> Supplied material:
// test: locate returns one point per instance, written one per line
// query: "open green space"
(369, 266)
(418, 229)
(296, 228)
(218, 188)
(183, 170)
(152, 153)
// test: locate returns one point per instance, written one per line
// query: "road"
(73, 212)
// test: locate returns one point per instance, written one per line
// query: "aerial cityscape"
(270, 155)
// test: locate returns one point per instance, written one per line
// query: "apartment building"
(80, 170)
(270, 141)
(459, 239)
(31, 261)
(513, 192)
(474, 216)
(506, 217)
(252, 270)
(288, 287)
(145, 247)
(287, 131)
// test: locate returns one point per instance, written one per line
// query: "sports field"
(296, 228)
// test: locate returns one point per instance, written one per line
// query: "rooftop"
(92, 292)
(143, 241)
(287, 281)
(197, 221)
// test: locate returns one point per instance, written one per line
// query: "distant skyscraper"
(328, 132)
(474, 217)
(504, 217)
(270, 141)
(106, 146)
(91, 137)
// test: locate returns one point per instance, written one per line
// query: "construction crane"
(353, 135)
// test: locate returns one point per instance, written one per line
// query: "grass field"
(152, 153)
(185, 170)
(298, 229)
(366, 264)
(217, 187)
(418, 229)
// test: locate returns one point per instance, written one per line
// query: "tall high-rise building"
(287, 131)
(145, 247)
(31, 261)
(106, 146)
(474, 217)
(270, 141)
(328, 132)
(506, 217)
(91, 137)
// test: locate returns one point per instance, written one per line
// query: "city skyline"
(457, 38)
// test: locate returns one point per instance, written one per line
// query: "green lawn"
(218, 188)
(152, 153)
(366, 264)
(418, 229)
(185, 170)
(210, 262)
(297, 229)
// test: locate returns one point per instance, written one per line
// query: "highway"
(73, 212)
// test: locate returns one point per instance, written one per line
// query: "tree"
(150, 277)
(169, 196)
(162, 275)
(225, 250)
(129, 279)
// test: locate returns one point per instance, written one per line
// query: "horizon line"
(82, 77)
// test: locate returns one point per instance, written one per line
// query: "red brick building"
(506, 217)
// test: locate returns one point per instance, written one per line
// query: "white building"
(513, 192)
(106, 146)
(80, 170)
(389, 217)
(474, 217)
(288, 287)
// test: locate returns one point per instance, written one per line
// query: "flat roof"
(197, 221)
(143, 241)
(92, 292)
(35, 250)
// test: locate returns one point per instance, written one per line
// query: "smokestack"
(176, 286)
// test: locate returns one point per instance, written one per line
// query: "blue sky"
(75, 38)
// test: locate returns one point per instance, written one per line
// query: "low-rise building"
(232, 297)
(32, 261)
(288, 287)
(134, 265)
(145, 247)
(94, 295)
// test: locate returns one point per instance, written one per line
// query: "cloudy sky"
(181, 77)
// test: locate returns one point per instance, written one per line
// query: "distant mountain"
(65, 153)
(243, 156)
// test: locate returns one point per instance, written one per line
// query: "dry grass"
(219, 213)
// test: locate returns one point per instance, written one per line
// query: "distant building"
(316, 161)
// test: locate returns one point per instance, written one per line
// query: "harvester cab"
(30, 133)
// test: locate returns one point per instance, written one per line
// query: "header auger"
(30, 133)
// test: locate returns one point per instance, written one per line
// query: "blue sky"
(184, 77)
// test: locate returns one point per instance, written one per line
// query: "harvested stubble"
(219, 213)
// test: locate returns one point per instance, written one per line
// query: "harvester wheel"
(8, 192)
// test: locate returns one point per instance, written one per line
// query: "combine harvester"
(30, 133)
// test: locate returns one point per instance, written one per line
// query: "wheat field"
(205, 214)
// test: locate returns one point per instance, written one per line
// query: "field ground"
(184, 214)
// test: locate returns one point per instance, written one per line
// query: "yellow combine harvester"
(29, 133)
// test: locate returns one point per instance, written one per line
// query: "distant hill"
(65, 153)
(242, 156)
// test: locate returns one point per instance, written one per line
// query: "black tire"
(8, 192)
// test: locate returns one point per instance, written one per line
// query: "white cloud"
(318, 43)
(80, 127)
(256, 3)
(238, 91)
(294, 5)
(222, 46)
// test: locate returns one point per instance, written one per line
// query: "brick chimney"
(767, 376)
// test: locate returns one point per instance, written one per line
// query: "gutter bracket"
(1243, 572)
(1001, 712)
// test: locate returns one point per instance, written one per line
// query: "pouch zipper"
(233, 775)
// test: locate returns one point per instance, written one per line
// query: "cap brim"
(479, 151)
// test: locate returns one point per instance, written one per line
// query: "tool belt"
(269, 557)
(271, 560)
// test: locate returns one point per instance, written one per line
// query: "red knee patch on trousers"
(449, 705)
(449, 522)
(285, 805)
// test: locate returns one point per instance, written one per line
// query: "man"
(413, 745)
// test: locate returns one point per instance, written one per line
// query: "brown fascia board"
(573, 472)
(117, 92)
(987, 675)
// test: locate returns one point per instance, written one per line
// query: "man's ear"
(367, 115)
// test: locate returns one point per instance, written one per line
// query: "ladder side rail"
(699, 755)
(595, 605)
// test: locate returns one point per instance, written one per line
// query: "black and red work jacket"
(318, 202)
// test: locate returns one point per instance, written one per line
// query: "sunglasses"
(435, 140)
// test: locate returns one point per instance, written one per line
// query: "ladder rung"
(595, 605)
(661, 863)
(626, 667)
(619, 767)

> Problem statement: Please transcribe the listing in its entirety, exactly.

> Your solution:
// test: locate returns one point per instance, written one per line
// query: "open green space"
(369, 266)
(418, 229)
(296, 228)
(218, 188)
(183, 170)
(152, 153)
// test: locate returns one point per instance, written one per line
// query: "road"
(73, 212)
// test: locate returns one point per instance, written one per line
// query: "aerial cityscape"
(270, 155)
// test: locate returns one point per instance, written one per line
// query: "apartment building"
(80, 170)
(270, 141)
(459, 239)
(31, 261)
(513, 192)
(474, 216)
(506, 217)
(252, 270)
(288, 287)
(145, 247)
(287, 131)
// test: locate returns one point per instance, written one per line
// query: "sports field"
(296, 228)
// test: locate returns one point per instance, written one per line
// query: "rooftop"
(92, 292)
(143, 241)
(287, 281)
(197, 221)
// test: locate returns one point per instance, written one per line
// query: "distant skyscraper"
(328, 132)
(474, 217)
(504, 217)
(270, 141)
(106, 146)
(91, 137)
// test: locate returns one point per instance, written one per line
// query: "construction crane"
(353, 135)
// test: locate returns one point per instance, written one per line
// query: "grass field"
(152, 153)
(185, 170)
(298, 229)
(366, 264)
(217, 187)
(418, 229)
// test: locate returns one point per instance, written one per line
// query: "tall high-rise building"
(287, 131)
(145, 247)
(31, 261)
(106, 146)
(474, 217)
(270, 141)
(328, 132)
(506, 217)
(91, 137)
// test: locate returns one point per instance, written one per line
// query: "city skyline"
(457, 38)
// test: locate returns one point per instance, written one per line
// query: "green lawn"
(218, 188)
(152, 153)
(366, 264)
(418, 229)
(185, 170)
(210, 262)
(297, 229)
// test: locate returns one point per instance, written one per line
// query: "highway"
(73, 212)
// test: locate returns one point per instance, written one per line
// query: "tree"
(150, 277)
(169, 196)
(162, 275)
(225, 250)
(129, 279)
// test: locate returns one point per instance, written one per line
// query: "horizon line"
(82, 77)
// test: locate returns one point per instance, written one per line
// query: "red brick building"
(506, 217)
// test: locate returns one point per instance, written one per line
// query: "white building"
(513, 192)
(106, 146)
(80, 170)
(389, 217)
(474, 217)
(288, 287)
// test: locate returns one point per instance, written one per line
// query: "flat roof"
(197, 221)
(143, 241)
(92, 292)
(35, 250)
// test: locate returns one point per instance, written one per line
// query: "smokestack"
(176, 286)
// test: locate returns one point per instance, written one per line
// query: "blue sky"
(75, 38)
// test: locate returns one point per instance, written one per line
// query: "low-rise building"
(232, 297)
(32, 261)
(288, 287)
(134, 265)
(145, 247)
(94, 295)
// test: locate returns one point per instance, written one per line
// query: "cloudy sky"
(181, 77)
// test: locate returns one point per instance, written one per line
// query: "distant mountain"
(65, 153)
(243, 156)
// test: locate returns one point per instance, written one per line
// query: "dry grass"
(219, 213)
// test: locate returns one point per instance, written one per line
// query: "distant building"
(316, 161)
// test: locate returns one point per instance, written one per line
// query: "harvester cab"
(30, 133)
// test: locate returns one point per instance, written one per line
// query: "header auger"
(30, 133)
// test: locate returns one point per instance, written one per line
// query: "blue sky"
(184, 77)
// test: locate returns one point per instance, written one per line
// query: "harvested stubble"
(219, 213)
// test: locate returns one point per instance, written one per line
// query: "harvester wheel"
(8, 192)
// test: locate returns one point per instance, written one per line
// query: "combine harvester"
(30, 133)
// test: locate returns one point per instance, written one per line
// query: "wheat field"
(205, 214)
// test: locate returns one point per instance, written one per line
// query: "field ground"
(184, 214)
// test: locate returns one point per instance, written one per line
// query: "yellow combine harvester"
(29, 133)
// test: locate returns one point per instance, written one per line
// query: "distant hill"
(65, 153)
(242, 156)
// test: locate returns one point per instance, written one per line
// query: "black tire"
(8, 192)
// test: locate returns one point per instance, written one per line
// query: "white cloud"
(318, 43)
(80, 127)
(256, 3)
(238, 91)
(294, 5)
(222, 46)
// test: locate returns one point per instance, written one per line
// query: "brick chimney"
(767, 376)
// test: locate returns one point per instance, written one per line
// query: "gutter bracket"
(1243, 572)
(1001, 712)
// test: locate returns one point per instance, written one per line
// query: "pouch zipper"
(233, 775)
// test: locate returns one point per instance, written one per line
// query: "cap brim"
(479, 151)
// test: locate returns one point per instance, written one per line
// query: "tool belt"
(269, 557)
(271, 560)
// test: locate returns one point per instance, written one per line
// query: "red knee patch on trousers"
(449, 705)
(449, 522)
(285, 805)
// test: locate returns one point per instance, written one per line
// query: "man"
(413, 745)
// test: locate returns one point per instance, written one per line
// query: "brown fascia board"
(573, 472)
(117, 92)
(987, 675)
// test: locate returns one point per instance, written one per line
// query: "man's ear"
(367, 115)
// test: locate returns one point per instance, written one per line
// query: "ladder side rail"
(699, 755)
(595, 605)
// test: locate returns one point per instance, written one per line
// query: "black and red work jacket"
(318, 202)
// test: locate returns one point per instance, written one per line
// query: "sunglasses"
(435, 140)
// test: locate returns one point per instance, written one per line
// query: "ladder rung"
(595, 605)
(661, 863)
(626, 667)
(619, 767)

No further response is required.